Keep the pictures out of the copy and repeat the records exactly.

(Given records begins)

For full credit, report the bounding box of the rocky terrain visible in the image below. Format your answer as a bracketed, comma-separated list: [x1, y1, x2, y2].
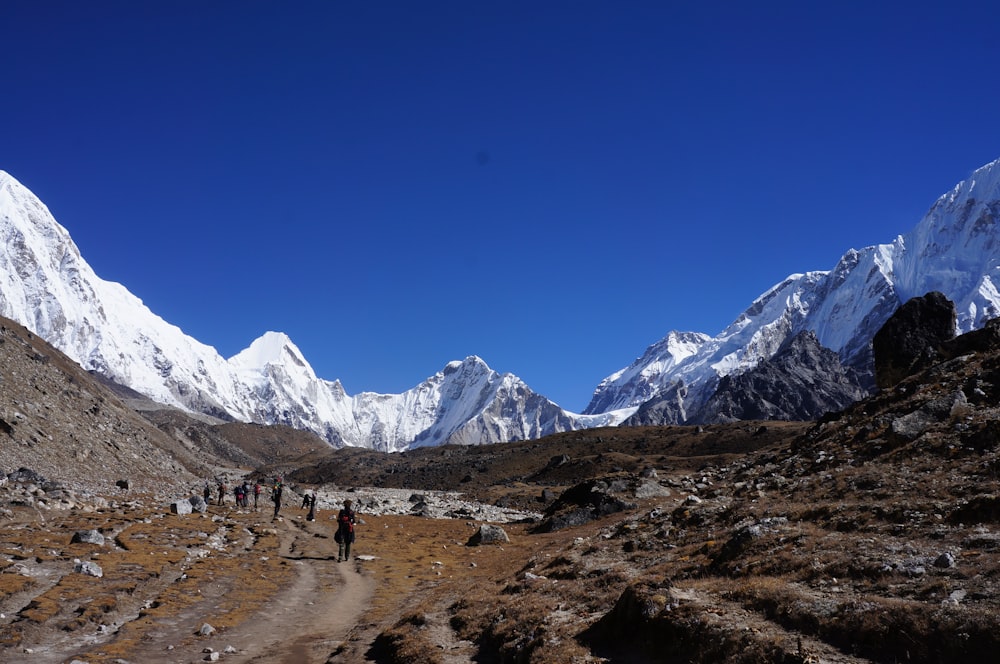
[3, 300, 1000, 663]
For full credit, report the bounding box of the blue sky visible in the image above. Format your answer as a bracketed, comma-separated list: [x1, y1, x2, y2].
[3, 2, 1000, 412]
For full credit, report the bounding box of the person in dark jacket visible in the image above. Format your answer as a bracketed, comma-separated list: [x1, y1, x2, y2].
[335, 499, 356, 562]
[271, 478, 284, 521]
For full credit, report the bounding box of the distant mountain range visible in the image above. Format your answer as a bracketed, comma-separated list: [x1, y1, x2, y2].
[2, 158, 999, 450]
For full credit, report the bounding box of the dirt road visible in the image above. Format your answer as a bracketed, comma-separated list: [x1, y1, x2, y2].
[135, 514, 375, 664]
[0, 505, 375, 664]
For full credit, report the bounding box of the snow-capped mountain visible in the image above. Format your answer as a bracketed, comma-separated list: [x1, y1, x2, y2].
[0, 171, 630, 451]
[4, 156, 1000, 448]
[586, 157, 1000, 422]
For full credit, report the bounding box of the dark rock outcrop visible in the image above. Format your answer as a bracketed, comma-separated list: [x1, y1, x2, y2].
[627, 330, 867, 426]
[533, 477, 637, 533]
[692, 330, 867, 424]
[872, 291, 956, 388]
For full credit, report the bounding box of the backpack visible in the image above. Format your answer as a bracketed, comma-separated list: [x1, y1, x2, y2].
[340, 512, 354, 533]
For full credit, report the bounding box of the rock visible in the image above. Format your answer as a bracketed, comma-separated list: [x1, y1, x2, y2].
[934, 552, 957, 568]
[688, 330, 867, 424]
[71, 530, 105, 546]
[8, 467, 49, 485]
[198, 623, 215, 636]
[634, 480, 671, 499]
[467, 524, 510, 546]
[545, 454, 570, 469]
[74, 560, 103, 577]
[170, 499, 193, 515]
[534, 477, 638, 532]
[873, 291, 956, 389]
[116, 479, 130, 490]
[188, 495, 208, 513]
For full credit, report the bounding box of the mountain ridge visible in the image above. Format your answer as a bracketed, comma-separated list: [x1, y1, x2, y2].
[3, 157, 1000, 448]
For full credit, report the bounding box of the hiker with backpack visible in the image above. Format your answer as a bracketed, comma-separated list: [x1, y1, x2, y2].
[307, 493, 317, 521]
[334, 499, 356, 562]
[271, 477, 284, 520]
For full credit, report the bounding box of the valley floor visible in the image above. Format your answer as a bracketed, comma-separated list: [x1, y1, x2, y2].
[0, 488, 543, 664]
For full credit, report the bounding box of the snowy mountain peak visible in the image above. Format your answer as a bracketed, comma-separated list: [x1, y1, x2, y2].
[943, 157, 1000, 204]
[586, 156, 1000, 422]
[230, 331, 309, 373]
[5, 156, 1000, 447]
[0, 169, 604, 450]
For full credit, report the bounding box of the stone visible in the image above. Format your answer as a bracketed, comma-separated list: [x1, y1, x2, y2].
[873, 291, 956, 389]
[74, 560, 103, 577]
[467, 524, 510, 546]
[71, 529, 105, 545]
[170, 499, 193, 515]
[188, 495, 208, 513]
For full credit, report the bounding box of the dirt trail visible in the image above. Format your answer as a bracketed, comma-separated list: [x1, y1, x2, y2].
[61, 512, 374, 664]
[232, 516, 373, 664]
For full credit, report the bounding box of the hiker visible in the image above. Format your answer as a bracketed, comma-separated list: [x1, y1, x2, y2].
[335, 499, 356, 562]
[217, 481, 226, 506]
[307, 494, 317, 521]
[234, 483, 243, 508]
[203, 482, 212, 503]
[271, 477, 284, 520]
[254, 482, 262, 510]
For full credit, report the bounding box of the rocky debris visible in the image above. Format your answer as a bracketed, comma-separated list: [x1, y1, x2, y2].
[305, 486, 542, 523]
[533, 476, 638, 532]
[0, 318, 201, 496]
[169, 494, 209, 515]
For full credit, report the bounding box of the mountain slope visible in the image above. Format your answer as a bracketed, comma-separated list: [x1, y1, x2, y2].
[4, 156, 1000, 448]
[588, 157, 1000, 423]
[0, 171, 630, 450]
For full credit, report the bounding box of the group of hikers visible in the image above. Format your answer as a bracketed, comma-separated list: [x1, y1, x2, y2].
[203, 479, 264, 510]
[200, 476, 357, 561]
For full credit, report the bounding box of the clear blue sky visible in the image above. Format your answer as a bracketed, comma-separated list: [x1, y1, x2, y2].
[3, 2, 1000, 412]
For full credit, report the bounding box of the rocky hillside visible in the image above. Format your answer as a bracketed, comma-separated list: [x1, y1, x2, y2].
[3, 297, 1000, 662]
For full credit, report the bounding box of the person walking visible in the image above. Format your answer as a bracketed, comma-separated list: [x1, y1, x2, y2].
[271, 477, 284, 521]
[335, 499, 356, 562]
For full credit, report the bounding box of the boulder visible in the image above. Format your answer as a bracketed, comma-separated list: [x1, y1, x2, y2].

(Given records ends)

**Task result:**
For full credit, report the bounding box of the rocky terrain visible in the image below. Format your answer as a bracketed, comma-separated list: [x1, y1, x2, y2].
[3, 300, 1000, 663]
For full credit, report the bounding box of the blue sky visible in the image above. Format your answer as a bracketed, comma-separated list: [x1, y1, x2, y2].
[3, 2, 1000, 412]
For full credit, report the bounding box of the person in dark jacket visible in the image above. Format your answer as a bracketed, comma-separated list: [x1, y1, x2, y2].
[335, 499, 356, 562]
[271, 478, 284, 521]
For full credit, report the bounding box of the distant mountain range visible in the image above. Format your answer as a bracketed, comma-separated list: [x1, y1, x2, y2].
[2, 158, 999, 450]
For full credit, report the bounding box of the dirt road visible in the image above. Format your answer as a bracketed, comma-separated list: [x1, y1, x2, y2].
[135, 514, 375, 664]
[0, 505, 375, 664]
For full credit, report the bounding box of the snow-capped mountain visible in the image above. Format your answer as a bracketed, comma-separated list: [x1, y1, x2, y2].
[0, 171, 630, 451]
[4, 156, 1000, 448]
[586, 157, 1000, 422]
For full credit, report the bounding box of the dark rock outcrop visible in the image above. Format your answer as a bracketed, comma-separated list: [x1, y1, x2, y2].
[627, 330, 867, 426]
[533, 477, 637, 533]
[692, 330, 867, 424]
[872, 291, 956, 388]
For full credit, report the bounding box of the backpack visible in the image above. Format your answer as a bracketed, comma-separated list: [x1, y1, x2, y2].
[340, 512, 354, 533]
For full credit, report the bounding box of the rock visible in the image above. Format your answer as a bracketed, comma-separated list: [x1, y1, x2, y2].
[934, 552, 957, 568]
[688, 330, 867, 424]
[71, 530, 105, 546]
[8, 467, 49, 485]
[198, 623, 215, 636]
[634, 480, 671, 499]
[467, 524, 510, 546]
[545, 454, 570, 469]
[74, 560, 103, 577]
[170, 499, 193, 515]
[534, 477, 638, 532]
[873, 291, 956, 389]
[116, 479, 130, 490]
[188, 495, 208, 513]
For full credit, report the bounding box of the mountain ridge visible in the image above. Format your answer as a bracketed, comma-separated list: [x1, y1, x2, y2].
[3, 157, 1000, 448]
For full credit, report the bounding box of the hiker with backpack visible in the image above. Format your answer as a bracketed, comma-separated list: [x1, y1, x2, y2].
[307, 493, 317, 521]
[334, 499, 356, 562]
[271, 477, 284, 520]
For full credit, report the bounding box of the valley floor visible in the image above. Format your answer as a bracketed, comma-separated list: [x1, y1, x2, y2].
[0, 488, 543, 664]
For full credit, report the bounding box of the snowy mountain peak visible in the image above. Format your answer as a bracketed, comma-separated list: [x1, y1, x2, y2].
[943, 157, 1000, 204]
[586, 156, 1000, 422]
[230, 331, 309, 373]
[5, 156, 1000, 447]
[0, 169, 604, 450]
For full credit, report the bounding box of the stone visible in the image above. Format your answer as a bracketed, comma-separated list: [x1, y1, x2, y2].
[873, 291, 956, 389]
[74, 560, 103, 577]
[467, 524, 510, 546]
[71, 529, 105, 545]
[170, 499, 193, 515]
[188, 495, 208, 513]
For full credit, report the bounding box of the dirt trail visible in the image above. Format your answer as a bracketed, comma-separated list: [x1, y1, x2, y2].
[61, 512, 374, 664]
[232, 516, 373, 664]
For full credit, report the bounding box of the hiker visible in the image above. Format your answer as a bracketed, comma-separated list: [x1, y1, x2, y2].
[335, 499, 356, 562]
[217, 481, 226, 506]
[307, 494, 317, 521]
[234, 483, 243, 508]
[203, 482, 212, 503]
[271, 477, 284, 520]
[254, 482, 262, 510]
For full credit, report the bounding box of the rocky debris visible in the image above. Format your answer as a bracketed, comma-separated list: [x1, y1, x2, y2].
[305, 486, 542, 523]
[533, 476, 638, 532]
[0, 318, 201, 496]
[169, 494, 209, 515]
For full credit, report the bounding box of the mountain slope visible in the image above. Format your answer as a bracketed, comma-separated list: [x1, y1, x2, y2].
[4, 156, 1000, 448]
[588, 157, 1000, 423]
[0, 171, 630, 450]
For full credit, report the bounding box of the group of hikers visible in the image above. Format your answer as a bracketed, comma-separated list: [x1, y1, x2, y2].
[203, 479, 264, 510]
[200, 476, 357, 561]
For full credit, report the bounding box of the clear blue sky visible in the image above. Format your answer as a bracketed, comma-separated list: [x1, y1, x2, y2].
[3, 2, 1000, 412]
For full credit, report the bounding box of the rocky hillside visible in the image above. Format your answer as a bracketed, comma-separated list: [x1, y1, x2, y2].
[3, 297, 1000, 662]
For full credit, report the bounding box of the person walking visible in the image above. Format your answer as a bracketed, comma-separated list: [x1, y1, x2, y2].
[271, 477, 284, 521]
[335, 499, 356, 562]
For full credit, report the bounding box of the boulder visible in the image above. Format your answer as a bracketed, comma-separated list: [x1, y1, x2, y2].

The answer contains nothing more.